Output only the lines from the one holding "for white building" to the end of the data below, please, copied exactly.

Records to use Start Marker

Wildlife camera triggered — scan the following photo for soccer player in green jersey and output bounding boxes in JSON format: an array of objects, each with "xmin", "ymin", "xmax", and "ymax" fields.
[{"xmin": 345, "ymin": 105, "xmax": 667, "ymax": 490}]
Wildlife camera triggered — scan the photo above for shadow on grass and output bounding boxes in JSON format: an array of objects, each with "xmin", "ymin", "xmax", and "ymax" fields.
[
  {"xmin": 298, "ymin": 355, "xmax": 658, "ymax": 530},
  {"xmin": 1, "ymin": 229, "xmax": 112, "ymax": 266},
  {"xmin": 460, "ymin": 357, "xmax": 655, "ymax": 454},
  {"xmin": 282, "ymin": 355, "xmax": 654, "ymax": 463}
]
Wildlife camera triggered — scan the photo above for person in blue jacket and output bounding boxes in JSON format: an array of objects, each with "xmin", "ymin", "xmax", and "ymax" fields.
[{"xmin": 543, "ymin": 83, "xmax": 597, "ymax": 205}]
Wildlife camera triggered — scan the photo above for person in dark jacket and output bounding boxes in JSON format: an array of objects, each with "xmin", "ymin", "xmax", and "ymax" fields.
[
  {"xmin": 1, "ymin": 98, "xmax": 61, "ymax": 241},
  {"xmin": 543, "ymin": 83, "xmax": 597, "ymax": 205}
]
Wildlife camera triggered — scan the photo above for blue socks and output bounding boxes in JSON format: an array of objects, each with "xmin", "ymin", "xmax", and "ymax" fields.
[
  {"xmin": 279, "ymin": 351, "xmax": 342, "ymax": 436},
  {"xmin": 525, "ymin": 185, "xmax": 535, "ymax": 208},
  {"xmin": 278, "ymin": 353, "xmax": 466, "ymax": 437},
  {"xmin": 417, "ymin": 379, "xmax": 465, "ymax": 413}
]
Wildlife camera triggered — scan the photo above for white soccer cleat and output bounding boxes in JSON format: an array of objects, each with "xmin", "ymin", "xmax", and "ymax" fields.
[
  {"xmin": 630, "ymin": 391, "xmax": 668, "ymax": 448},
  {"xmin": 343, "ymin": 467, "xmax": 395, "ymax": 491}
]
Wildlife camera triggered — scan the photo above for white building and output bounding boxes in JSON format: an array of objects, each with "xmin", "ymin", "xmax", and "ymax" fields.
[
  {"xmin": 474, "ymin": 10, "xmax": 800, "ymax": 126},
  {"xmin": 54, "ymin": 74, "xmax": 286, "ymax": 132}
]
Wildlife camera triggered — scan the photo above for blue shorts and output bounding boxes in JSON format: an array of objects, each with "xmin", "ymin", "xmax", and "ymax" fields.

Records to use End Marker

■ **Answer section**:
Wildlife camera triggered — scan the photo above for white building and output bounding boxes in JSON format: an array of objects, each with "xmin", "ymin", "xmax", and "ymax" fields.
[
  {"xmin": 474, "ymin": 10, "xmax": 800, "ymax": 126},
  {"xmin": 54, "ymin": 74, "xmax": 286, "ymax": 132}
]
Wildlife camera triggered — scan the photo above for blue shorts and output bounding boxes in JSON format: an array of objects, each with "xmin", "ymin", "xmax", and "ymax" fields.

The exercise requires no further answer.